## INSTRUCTION
Please rewrite the location labeling lines, swapping "Match this form" for "Use this format" everywhere it occurs and leaving everything else unchanged.

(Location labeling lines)
######
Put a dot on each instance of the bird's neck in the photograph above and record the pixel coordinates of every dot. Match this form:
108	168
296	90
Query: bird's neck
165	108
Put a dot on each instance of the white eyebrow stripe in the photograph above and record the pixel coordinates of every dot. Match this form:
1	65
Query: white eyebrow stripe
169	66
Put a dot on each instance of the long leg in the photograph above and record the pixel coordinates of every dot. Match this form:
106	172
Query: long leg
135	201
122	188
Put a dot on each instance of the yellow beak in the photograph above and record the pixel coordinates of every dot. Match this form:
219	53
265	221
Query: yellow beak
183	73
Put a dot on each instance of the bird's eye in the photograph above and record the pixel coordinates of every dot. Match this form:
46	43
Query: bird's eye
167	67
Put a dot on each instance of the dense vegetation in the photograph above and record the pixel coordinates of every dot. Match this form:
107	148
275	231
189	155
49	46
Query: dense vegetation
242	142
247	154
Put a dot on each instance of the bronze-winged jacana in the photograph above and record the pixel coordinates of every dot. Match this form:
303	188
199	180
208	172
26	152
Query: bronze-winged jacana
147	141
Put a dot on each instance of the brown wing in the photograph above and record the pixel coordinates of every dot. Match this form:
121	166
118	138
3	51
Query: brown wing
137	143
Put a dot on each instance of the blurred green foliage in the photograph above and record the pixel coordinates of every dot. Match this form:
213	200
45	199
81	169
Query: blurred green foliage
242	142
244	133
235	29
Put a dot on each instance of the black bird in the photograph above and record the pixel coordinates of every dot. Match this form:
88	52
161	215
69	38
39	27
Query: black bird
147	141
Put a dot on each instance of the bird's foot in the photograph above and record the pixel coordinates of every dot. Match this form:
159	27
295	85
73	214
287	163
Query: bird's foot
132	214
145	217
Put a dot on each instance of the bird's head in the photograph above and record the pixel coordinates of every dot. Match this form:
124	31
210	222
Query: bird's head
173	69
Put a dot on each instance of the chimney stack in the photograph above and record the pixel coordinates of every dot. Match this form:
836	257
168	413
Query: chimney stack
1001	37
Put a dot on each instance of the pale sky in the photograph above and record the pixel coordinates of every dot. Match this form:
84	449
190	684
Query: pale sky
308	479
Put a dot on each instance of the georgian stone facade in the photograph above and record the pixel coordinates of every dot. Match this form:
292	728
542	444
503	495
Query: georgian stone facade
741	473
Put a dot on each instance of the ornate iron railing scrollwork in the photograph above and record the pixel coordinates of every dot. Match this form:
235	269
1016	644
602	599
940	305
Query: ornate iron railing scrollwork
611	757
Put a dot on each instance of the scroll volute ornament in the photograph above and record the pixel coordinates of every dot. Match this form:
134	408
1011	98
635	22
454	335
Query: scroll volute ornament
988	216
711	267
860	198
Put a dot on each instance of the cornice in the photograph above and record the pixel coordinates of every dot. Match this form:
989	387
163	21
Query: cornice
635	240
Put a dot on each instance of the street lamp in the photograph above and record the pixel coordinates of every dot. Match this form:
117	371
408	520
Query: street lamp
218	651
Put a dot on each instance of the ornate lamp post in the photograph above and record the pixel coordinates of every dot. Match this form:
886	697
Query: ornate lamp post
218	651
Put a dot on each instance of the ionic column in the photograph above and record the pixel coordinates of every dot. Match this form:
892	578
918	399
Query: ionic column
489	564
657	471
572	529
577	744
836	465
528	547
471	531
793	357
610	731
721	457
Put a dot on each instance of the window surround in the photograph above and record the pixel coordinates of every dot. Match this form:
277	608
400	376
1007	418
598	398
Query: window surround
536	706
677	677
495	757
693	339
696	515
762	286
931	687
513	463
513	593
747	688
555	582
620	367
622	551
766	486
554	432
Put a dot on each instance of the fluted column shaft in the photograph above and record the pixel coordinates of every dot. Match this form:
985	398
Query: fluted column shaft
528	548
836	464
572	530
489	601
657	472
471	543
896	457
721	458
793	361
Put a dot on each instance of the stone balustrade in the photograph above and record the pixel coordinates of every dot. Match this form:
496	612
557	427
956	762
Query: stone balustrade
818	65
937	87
######
## WRITTEN REPLY
Put a dot on each instance of the bird's neck in the photograph above and record the pixel coordinates of every dot. Use this format:
108	168
296	90
Query: bird's neck
165	108
Put a dot on each instance of the white eyebrow stripe in the photograph above and record the pixel coordinates of every dot. Use this format:
1	65
Query: white eyebrow stripe
169	66
Put a dot on each instance of the long leg in the photograph above and record the pixel coordinates of every dot. Use this format:
106	172
Query: long leg
135	201
122	188
Put a dot on each instance of the yellow beak in the photograph above and record the pixel coordinates of every dot. Use this format:
219	53
265	221
Query: yellow beak
183	73
Put a dot on each instance of the bird's eye in the photograph above and record the pixel coordinates of every dot. Use this format:
46	43
Query: bird's eye
167	67
Put a dot on each instance of the dense vegetation in the photograph above and record the pixel coordinates of every dot. Use this format:
107	148
275	231
189	155
49	46
Query: dense vegetation
242	142
247	154
Put a dot on each instance of the bronze-winged jacana in the photograph above and record the pixel coordinates of every dot. Use this format:
303	188
199	180
208	172
26	152
Query: bronze-winged jacana
147	141
Put a dot on each instance of the brown wing in the photograph above and record the pixel coordinates of every dot. Use this format:
121	166
118	138
3	51
Query: brown wing
137	143
Put a dot on each instance of the blurred green foliage in the photograph above and record the pixel coordinates of every dot. Use this format:
213	200
45	199
81	169
Query: blurred green foliage
242	142
244	133
235	29
Put a dot on each instance of the black bird in the photograph above and record the pixel coordinates of every dot. Use this format:
88	52
161	215
69	38
39	27
Query: black bird
147	141
Put a dot on each instance of the bird's foot in the photograph above and record the pixel coordinates of every dot. Use this format:
159	27
295	85
73	214
287	163
Query: bird's foot
132	214
145	217
Put a dot on each instance of the bird's head in the photograph above and record the pixel coordinates of every dot. Use this format:
124	31
210	222
Query: bird's head
173	69
Put a dot on each instance of the chimney stack in the photograph above and record the pixel coordinates of every dot. Use this format:
836	257
168	413
Query: chimney stack
1001	37
Put a dot on each instance of the pale sky in the photograph above and record the pixel coordinates of every dot. Use this format:
84	449
190	684
Query: pale sky
308	479
Put a dot on each instance of the georgian stone facade in the photograph above and record the pixel coordinates of every dot. Use this format:
292	728
542	444
503	495
Query: georgian stone facade
741	473
Put a dot on each instance of the ornate iron railing scrollwork in the photograph above and record the pixel coordinates of every dot. Use this format:
235	269
1016	644
602	599
940	305
Query: ornate iron railing scrollwork
611	757
Put a dot on each instance of the scroll volute ornament in the photograph above and record the pixel coordinates of every dot. Use this format:
134	408
1011	98
635	22
454	335
Query: scroll volute ornament
988	216
711	267
860	198
Put a dot on each instance of the cornice in the photograph above and record the pixel coordinates of every dot. Use this format:
989	387
163	21
Query: cornice
635	240
Put a dot on each instance of the street lamp in the photograph above and record the pixel coordinates of every dot. Use this format:
117	371
408	520
Query: street lamp
218	651
Put a dot on each instance of the ornate lamp post in the photograph above and record the pixel coordinates of every dot. Use this format:
886	697
Query: ornate lamp post
218	651
Put a dot on each instance of the ionic column in the photograph above and record the pixel coordinates of every dot. Use this format:
892	578
918	399
Query: ionic column
489	564
657	471
572	529
577	744
836	465
528	547
471	531
793	357
610	731
721	457
Put a dot on each instance of the window surround in the photograph above and record the pixel coordinates of every dot. Use this format:
277	608
400	376
1007	418
598	398
Query: window surround
536	706
677	677
495	757
693	339
696	515
762	286
931	687
513	463
513	593
747	688
555	582
620	367
622	551
766	486
554	432
Put a dot on each instance of the fluted column shaft in the photograph above and record the pixel coordinates of every dot. Use this format:
985	398
Query: fluted column shaft
528	548
836	464
572	530
489	601
657	472
471	543
896	457
721	458
793	361
Put a dot on each instance of the stone balustrade in the photograph above and record the pixel coordinates of every dot. Use this format:
496	612
557	427
956	762
Query: stone balustrade
818	65
937	87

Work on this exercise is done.